(Collected data)
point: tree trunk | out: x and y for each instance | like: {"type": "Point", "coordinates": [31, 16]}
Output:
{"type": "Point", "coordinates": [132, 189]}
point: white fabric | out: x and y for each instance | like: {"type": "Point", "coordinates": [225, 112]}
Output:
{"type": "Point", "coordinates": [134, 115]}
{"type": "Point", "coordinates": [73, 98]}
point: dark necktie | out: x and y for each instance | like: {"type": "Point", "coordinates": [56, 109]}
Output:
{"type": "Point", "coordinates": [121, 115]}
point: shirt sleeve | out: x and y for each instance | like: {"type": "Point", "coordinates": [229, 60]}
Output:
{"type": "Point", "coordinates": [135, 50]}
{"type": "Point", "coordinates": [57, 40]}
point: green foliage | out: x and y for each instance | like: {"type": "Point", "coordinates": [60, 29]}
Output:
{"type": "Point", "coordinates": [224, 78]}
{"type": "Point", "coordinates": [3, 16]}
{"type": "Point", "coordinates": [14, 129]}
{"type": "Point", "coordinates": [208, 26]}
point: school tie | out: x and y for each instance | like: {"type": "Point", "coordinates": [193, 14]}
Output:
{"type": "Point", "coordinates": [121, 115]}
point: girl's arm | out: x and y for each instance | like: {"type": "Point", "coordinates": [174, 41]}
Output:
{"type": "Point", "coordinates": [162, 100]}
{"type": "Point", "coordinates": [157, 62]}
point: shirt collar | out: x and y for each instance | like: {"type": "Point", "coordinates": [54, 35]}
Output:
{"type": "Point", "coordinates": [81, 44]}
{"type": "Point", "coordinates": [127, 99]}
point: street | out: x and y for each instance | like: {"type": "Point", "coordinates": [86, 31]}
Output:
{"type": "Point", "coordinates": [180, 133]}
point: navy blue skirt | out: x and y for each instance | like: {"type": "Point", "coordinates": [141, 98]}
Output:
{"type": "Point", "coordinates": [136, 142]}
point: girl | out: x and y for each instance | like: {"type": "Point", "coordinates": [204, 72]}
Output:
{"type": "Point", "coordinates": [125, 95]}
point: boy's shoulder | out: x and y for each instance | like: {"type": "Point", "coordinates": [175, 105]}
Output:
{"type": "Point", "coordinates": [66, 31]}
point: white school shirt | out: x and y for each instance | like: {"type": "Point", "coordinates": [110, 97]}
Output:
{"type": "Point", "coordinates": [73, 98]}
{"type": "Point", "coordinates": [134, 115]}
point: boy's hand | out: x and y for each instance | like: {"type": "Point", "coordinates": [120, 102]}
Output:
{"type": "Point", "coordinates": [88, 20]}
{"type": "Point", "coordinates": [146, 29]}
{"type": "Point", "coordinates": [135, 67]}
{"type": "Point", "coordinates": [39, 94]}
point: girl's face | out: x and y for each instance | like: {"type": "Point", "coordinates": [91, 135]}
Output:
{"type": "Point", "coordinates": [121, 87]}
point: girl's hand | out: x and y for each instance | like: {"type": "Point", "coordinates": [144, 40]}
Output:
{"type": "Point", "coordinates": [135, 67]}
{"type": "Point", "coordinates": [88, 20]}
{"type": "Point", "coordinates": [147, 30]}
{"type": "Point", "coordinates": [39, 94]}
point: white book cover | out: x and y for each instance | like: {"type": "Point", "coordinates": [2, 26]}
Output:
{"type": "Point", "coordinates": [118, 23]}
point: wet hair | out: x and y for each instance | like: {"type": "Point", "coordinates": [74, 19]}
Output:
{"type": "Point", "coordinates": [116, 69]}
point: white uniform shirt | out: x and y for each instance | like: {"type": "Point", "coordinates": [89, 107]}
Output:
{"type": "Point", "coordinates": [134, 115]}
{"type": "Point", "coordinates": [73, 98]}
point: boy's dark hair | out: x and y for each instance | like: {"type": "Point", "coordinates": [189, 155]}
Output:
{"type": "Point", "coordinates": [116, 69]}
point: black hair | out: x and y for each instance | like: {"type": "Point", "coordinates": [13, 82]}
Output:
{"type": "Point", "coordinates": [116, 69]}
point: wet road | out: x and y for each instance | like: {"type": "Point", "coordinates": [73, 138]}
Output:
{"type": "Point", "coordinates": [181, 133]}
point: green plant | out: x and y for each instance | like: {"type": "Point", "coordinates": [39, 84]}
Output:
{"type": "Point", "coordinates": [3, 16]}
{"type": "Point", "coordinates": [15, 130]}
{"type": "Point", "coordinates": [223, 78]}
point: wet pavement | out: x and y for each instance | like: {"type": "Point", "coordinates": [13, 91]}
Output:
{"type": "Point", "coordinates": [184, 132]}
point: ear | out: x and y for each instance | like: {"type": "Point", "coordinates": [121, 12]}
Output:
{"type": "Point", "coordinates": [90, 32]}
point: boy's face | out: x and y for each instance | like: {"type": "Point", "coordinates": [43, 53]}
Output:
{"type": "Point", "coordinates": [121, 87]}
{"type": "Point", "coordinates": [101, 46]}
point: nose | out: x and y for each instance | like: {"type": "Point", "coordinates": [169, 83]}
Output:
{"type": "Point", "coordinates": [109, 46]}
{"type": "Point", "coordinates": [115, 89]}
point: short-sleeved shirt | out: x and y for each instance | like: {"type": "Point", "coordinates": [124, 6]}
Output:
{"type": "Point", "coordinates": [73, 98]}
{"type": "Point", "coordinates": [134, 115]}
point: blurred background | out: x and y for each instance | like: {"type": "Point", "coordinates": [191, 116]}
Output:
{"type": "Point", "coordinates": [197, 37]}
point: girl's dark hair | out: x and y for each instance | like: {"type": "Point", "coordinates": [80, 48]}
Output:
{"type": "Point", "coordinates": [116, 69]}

**WHAT IS EXPECTED:** Print each entry exactly as it appears above.

**TASK RESPONSE:**
point: tree trunk | out: x and y for each instance | like: {"type": "Point", "coordinates": [31, 16]}
Output:
{"type": "Point", "coordinates": [132, 189]}
point: white fabric | out: x and y for each instance | like: {"type": "Point", "coordinates": [225, 112]}
Output:
{"type": "Point", "coordinates": [134, 115]}
{"type": "Point", "coordinates": [73, 98]}
point: dark necktie | out: x and y for each instance | like: {"type": "Point", "coordinates": [56, 109]}
Output:
{"type": "Point", "coordinates": [121, 115]}
point: shirt sleeve | out: x and y for each instance | like: {"type": "Point", "coordinates": [229, 60]}
Output:
{"type": "Point", "coordinates": [135, 50]}
{"type": "Point", "coordinates": [57, 40]}
point: green foliage | out: x and y for each instance | like: {"type": "Point", "coordinates": [60, 29]}
Output:
{"type": "Point", "coordinates": [224, 78]}
{"type": "Point", "coordinates": [3, 16]}
{"type": "Point", "coordinates": [14, 129]}
{"type": "Point", "coordinates": [208, 26]}
point: school tie | out: x and y for each instance | like: {"type": "Point", "coordinates": [193, 14]}
Output:
{"type": "Point", "coordinates": [121, 115]}
point: girl's arm | out: x and y for each instance | like: {"type": "Point", "coordinates": [174, 41]}
Output:
{"type": "Point", "coordinates": [162, 100]}
{"type": "Point", "coordinates": [157, 62]}
point: shirt collar | out: x and y for each instance | like: {"type": "Point", "coordinates": [54, 35]}
Output:
{"type": "Point", "coordinates": [81, 44]}
{"type": "Point", "coordinates": [127, 99]}
point: street | out: x and y for each instance | like: {"type": "Point", "coordinates": [86, 31]}
Output:
{"type": "Point", "coordinates": [180, 133]}
point: navy blue skirt | out: x and y for each instance | like: {"type": "Point", "coordinates": [141, 98]}
Output:
{"type": "Point", "coordinates": [136, 142]}
point: girl | out: x and y for each instance | like: {"type": "Point", "coordinates": [204, 72]}
Output:
{"type": "Point", "coordinates": [125, 95]}
point: boy's shoulder | out: x and y for each instance | like: {"type": "Point", "coordinates": [175, 105]}
Output:
{"type": "Point", "coordinates": [66, 31]}
point: white school shirt | out: x and y for each instance | like: {"type": "Point", "coordinates": [110, 97]}
Output:
{"type": "Point", "coordinates": [73, 98]}
{"type": "Point", "coordinates": [134, 115]}
point: boy's hand | out: x and y for each instance | like: {"type": "Point", "coordinates": [120, 102]}
Output:
{"type": "Point", "coordinates": [88, 20]}
{"type": "Point", "coordinates": [146, 29]}
{"type": "Point", "coordinates": [135, 67]}
{"type": "Point", "coordinates": [39, 94]}
point: girl's face | out: x and y for each instance | like: {"type": "Point", "coordinates": [91, 135]}
Output:
{"type": "Point", "coordinates": [121, 87]}
point: girl's hand | out: x and y for each instance | like: {"type": "Point", "coordinates": [144, 40]}
Output:
{"type": "Point", "coordinates": [135, 67]}
{"type": "Point", "coordinates": [88, 20]}
{"type": "Point", "coordinates": [147, 30]}
{"type": "Point", "coordinates": [39, 94]}
point: white book cover | out: x and y for each instance | like: {"type": "Point", "coordinates": [2, 26]}
Output:
{"type": "Point", "coordinates": [118, 23]}
point: wet hair | out: x and y for each instance | like: {"type": "Point", "coordinates": [74, 19]}
Output:
{"type": "Point", "coordinates": [116, 69]}
point: white uniform shirt | out: x and y for each instance | like: {"type": "Point", "coordinates": [89, 107]}
Output:
{"type": "Point", "coordinates": [134, 115]}
{"type": "Point", "coordinates": [73, 98]}
point: boy's dark hair | out: x and y for each instance | like: {"type": "Point", "coordinates": [189, 155]}
Output:
{"type": "Point", "coordinates": [116, 69]}
point: black hair | out: x and y for each instance | like: {"type": "Point", "coordinates": [13, 82]}
Output:
{"type": "Point", "coordinates": [116, 69]}
point: wet road | out: x and y for each instance | like: {"type": "Point", "coordinates": [73, 138]}
Output:
{"type": "Point", "coordinates": [181, 133]}
point: green plant | out: x and y for each instance | like: {"type": "Point", "coordinates": [39, 84]}
Output:
{"type": "Point", "coordinates": [3, 16]}
{"type": "Point", "coordinates": [15, 130]}
{"type": "Point", "coordinates": [223, 78]}
point: wet pavement | out: x and y for each instance | like: {"type": "Point", "coordinates": [13, 91]}
Output:
{"type": "Point", "coordinates": [184, 132]}
point: ear | out: x and y for each instance | like: {"type": "Point", "coordinates": [121, 12]}
Output:
{"type": "Point", "coordinates": [90, 32]}
point: boy's face | out: x and y for each instance | like: {"type": "Point", "coordinates": [43, 53]}
Output:
{"type": "Point", "coordinates": [121, 87]}
{"type": "Point", "coordinates": [101, 46]}
point: nose | out: x and y for each instance | like: {"type": "Point", "coordinates": [169, 83]}
Output:
{"type": "Point", "coordinates": [109, 46]}
{"type": "Point", "coordinates": [115, 89]}
point: short-sleeved shirt | out: x and y for each instance | like: {"type": "Point", "coordinates": [124, 6]}
Output:
{"type": "Point", "coordinates": [73, 98]}
{"type": "Point", "coordinates": [134, 115]}
point: blurred background | out: x and y for each instance | like: {"type": "Point", "coordinates": [191, 116]}
Output:
{"type": "Point", "coordinates": [197, 37]}
point: girl's dark hair | out: x and y for each instance | like: {"type": "Point", "coordinates": [80, 48]}
Output:
{"type": "Point", "coordinates": [116, 69]}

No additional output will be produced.